Instruction.
Count the lines in the items below that contain the word "daisy", and reply with only that number.

══════

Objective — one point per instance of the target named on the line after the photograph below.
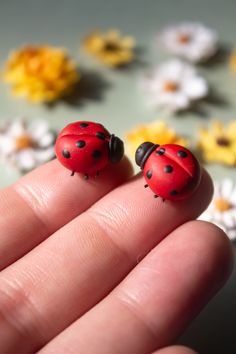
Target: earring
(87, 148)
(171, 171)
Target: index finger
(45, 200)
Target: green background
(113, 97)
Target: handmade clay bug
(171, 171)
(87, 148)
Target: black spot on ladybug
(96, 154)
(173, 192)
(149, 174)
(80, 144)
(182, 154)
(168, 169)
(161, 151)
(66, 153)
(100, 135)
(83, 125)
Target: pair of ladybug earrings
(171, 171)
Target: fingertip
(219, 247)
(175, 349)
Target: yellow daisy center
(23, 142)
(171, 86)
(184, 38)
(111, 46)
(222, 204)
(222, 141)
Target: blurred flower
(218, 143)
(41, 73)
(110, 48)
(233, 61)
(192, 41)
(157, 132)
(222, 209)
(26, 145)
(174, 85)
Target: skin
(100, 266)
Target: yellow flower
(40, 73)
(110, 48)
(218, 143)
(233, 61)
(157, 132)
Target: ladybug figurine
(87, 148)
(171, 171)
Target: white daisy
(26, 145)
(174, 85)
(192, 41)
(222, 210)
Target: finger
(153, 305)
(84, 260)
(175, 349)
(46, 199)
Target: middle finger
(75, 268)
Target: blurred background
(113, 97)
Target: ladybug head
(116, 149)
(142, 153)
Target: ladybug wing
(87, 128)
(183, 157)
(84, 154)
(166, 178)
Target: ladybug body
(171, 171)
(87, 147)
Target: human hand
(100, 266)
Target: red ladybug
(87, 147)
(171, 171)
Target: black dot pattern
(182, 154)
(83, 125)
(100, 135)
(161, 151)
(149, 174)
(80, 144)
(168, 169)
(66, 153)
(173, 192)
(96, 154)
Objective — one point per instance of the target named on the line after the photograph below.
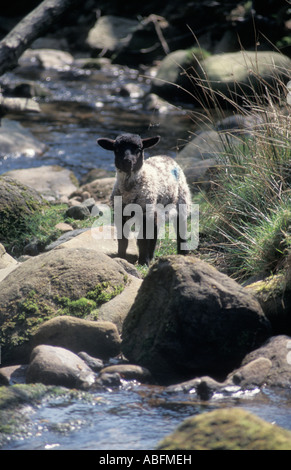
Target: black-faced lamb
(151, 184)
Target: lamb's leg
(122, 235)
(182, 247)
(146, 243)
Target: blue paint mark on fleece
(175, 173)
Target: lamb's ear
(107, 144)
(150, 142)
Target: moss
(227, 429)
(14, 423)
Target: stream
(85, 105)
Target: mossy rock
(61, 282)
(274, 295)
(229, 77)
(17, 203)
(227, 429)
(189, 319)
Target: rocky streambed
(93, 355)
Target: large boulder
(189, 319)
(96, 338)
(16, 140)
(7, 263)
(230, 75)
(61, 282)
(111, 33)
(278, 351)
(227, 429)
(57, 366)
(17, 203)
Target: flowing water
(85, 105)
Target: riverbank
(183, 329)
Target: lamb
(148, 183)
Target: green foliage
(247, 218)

══════

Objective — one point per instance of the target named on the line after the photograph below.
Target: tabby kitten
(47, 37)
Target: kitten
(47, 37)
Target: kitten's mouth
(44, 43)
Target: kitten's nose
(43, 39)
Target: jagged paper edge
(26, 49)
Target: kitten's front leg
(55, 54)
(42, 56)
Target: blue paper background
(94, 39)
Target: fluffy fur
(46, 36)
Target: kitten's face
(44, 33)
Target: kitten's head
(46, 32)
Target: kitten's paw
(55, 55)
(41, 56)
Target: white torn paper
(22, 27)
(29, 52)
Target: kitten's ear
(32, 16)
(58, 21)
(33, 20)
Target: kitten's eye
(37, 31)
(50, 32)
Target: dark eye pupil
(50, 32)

══════

Final result.
2